Given data:
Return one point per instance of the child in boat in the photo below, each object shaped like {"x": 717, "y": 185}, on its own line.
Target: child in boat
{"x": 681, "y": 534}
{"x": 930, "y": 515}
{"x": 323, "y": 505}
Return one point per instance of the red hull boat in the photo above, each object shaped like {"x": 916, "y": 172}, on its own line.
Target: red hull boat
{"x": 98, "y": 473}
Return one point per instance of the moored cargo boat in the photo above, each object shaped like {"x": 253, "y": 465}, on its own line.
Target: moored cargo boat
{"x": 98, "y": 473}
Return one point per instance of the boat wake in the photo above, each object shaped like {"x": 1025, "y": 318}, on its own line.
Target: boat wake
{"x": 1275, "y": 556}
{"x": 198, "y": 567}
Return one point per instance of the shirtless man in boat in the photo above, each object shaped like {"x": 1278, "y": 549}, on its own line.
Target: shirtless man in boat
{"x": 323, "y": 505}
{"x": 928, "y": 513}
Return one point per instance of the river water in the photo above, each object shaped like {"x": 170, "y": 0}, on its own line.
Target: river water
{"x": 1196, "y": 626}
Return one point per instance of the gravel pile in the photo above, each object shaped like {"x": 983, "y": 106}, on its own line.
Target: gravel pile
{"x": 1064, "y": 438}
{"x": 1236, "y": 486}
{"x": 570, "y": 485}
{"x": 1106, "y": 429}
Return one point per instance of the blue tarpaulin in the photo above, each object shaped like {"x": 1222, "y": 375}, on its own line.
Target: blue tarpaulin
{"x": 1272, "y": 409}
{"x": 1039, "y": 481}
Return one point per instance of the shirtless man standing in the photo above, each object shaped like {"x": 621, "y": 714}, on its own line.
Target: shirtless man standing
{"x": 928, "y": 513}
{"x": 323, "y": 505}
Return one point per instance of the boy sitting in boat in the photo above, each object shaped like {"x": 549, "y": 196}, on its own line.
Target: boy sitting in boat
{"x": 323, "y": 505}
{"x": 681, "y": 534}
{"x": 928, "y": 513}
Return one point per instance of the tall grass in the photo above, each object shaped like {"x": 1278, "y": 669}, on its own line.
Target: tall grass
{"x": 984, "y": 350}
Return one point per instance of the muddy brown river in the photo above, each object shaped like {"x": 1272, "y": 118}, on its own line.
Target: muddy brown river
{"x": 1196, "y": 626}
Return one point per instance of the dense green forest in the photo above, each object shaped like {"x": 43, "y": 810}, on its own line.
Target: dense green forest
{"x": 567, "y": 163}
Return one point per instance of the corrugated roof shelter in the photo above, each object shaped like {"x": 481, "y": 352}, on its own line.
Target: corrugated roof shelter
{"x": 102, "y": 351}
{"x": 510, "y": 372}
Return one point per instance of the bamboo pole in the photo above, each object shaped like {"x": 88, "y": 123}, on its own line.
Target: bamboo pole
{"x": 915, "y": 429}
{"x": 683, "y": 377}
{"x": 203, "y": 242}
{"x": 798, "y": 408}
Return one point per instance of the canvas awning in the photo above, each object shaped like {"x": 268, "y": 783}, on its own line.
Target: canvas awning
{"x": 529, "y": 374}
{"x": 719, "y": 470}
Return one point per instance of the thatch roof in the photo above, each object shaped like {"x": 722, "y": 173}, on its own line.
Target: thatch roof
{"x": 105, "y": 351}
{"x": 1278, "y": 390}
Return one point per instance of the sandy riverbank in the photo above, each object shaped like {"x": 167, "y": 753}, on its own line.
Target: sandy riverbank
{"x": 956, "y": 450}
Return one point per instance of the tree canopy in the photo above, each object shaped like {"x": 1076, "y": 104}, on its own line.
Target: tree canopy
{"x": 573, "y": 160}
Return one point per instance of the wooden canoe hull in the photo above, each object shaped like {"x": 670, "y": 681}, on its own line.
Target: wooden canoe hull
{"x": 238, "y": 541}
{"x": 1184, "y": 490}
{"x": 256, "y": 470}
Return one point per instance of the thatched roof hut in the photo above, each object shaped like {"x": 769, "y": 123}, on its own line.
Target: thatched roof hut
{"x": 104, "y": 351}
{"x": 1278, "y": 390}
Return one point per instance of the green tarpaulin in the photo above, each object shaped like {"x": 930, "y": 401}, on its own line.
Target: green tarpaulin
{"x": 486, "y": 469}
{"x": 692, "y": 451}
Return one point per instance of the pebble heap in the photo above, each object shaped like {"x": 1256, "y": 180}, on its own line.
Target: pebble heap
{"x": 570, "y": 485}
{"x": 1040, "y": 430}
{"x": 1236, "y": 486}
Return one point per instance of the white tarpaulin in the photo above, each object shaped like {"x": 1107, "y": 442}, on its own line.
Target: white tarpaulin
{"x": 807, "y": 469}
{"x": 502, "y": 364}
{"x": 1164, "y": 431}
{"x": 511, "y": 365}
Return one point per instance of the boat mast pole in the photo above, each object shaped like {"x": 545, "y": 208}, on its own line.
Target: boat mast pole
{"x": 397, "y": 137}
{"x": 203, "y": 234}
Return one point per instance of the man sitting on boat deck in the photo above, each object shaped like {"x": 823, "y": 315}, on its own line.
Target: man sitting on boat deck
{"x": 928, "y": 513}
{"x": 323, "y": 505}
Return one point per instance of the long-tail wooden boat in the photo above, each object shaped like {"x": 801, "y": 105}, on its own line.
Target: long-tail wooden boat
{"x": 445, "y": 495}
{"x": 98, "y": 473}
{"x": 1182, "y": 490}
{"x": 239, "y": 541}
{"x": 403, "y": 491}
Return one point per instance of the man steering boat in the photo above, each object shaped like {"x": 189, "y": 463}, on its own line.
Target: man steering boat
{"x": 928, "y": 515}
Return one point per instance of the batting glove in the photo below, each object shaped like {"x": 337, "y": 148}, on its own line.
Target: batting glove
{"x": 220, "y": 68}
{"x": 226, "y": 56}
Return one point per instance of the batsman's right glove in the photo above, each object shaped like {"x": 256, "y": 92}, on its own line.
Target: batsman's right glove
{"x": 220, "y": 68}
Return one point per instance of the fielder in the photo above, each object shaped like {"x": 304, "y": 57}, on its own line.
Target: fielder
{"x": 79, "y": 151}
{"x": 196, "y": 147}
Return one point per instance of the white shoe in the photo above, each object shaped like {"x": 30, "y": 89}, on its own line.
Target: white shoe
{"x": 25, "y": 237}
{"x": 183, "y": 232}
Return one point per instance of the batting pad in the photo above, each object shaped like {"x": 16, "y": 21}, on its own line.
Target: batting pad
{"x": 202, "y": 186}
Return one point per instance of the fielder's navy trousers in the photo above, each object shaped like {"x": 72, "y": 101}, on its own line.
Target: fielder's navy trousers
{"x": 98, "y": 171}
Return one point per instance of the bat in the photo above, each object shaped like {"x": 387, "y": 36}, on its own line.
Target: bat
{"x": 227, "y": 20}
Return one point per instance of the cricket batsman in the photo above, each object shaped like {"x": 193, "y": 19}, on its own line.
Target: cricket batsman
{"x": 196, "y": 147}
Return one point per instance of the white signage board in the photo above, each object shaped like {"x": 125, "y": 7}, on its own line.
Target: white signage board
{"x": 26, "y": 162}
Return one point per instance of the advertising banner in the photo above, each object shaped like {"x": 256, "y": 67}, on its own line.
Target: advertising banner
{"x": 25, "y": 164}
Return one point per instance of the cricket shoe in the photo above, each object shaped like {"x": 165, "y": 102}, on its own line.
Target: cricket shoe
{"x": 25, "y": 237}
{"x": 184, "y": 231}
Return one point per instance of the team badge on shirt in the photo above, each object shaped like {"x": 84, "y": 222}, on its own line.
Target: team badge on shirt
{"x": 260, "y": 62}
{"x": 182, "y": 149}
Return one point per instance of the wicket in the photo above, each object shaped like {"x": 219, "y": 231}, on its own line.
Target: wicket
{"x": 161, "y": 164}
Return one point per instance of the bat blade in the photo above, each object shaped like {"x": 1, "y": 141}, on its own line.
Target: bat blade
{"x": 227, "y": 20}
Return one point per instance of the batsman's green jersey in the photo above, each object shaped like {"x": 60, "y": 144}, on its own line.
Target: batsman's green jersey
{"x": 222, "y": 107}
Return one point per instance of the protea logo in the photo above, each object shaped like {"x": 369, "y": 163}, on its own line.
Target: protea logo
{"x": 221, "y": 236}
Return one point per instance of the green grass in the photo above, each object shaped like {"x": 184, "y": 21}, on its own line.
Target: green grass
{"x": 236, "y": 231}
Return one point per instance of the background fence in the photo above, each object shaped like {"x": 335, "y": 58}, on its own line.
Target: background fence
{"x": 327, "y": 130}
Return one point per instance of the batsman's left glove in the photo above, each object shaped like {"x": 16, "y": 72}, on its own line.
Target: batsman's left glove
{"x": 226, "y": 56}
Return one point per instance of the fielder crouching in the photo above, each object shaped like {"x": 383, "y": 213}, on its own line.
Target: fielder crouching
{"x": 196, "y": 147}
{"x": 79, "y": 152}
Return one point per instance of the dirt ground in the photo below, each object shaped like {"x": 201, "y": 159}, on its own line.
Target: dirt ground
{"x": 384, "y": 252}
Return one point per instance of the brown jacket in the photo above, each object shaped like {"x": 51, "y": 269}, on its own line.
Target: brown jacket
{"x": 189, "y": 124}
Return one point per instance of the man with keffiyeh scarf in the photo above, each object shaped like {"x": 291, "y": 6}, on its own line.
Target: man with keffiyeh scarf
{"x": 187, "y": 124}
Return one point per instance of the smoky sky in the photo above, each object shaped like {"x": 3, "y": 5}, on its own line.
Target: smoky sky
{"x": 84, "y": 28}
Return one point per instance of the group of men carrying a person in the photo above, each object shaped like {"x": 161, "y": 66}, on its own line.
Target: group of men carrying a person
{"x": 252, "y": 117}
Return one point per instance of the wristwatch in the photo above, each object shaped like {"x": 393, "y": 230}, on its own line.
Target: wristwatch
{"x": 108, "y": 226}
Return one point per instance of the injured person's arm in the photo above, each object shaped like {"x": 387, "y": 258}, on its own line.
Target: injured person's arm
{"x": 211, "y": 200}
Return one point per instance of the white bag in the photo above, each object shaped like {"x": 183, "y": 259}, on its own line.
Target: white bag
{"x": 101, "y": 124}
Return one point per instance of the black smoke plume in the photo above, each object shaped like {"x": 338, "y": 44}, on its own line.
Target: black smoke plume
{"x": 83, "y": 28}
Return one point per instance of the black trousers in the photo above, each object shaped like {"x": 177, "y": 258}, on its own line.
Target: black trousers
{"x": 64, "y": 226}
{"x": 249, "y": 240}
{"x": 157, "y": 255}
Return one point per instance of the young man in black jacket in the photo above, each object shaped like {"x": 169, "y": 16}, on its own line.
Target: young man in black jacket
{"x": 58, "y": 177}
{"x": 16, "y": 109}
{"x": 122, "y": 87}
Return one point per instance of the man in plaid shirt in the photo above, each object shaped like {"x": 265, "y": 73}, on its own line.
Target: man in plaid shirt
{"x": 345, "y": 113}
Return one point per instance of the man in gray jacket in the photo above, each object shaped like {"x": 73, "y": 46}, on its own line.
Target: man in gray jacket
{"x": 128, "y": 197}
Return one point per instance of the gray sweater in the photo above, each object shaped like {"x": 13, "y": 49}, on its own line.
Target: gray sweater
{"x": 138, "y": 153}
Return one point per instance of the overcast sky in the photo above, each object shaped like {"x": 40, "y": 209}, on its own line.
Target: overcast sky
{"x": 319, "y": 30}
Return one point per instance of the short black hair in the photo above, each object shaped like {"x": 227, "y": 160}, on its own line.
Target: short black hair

Task objective: Extract every line from the one with "Return one point per instance of the black trousers" down to the final line above, both included, exactly as written.

Answer to the task:
Return one point per instance of the black trousers in the photo above, each object shaped like {"x": 177, "y": 258}, on its own line.
Target: black trousers
{"x": 64, "y": 226}
{"x": 249, "y": 240}
{"x": 157, "y": 255}
Return one point per instance of the young man in black jacket in the photo above, each object shaped like {"x": 169, "y": 16}, on its own line.
Target: young man in black jacket
{"x": 58, "y": 177}
{"x": 16, "y": 109}
{"x": 122, "y": 87}
Return one point per instance of the man in plaid shirt in the photo above, each object shaped like {"x": 265, "y": 73}, on its own line.
Target: man in plaid shirt
{"x": 345, "y": 113}
Return one point per instance of the man in gray jacket in the photo above, each object shaped like {"x": 73, "y": 46}, on its own line.
Target: man in gray jacket
{"x": 128, "y": 197}
Return one point per instance of the gray sweater in the photo above, each object shaped like {"x": 13, "y": 49}, on its own line.
Target: gray sweater
{"x": 138, "y": 153}
Return one point per instance of the overcast sky in the photo above, each object shaped like {"x": 40, "y": 209}, on its own line.
Target: overcast sky
{"x": 319, "y": 30}
Return one point per instance of the short black hair in the photo above, each object shaped like {"x": 227, "y": 160}, on its own line.
Target: short black hair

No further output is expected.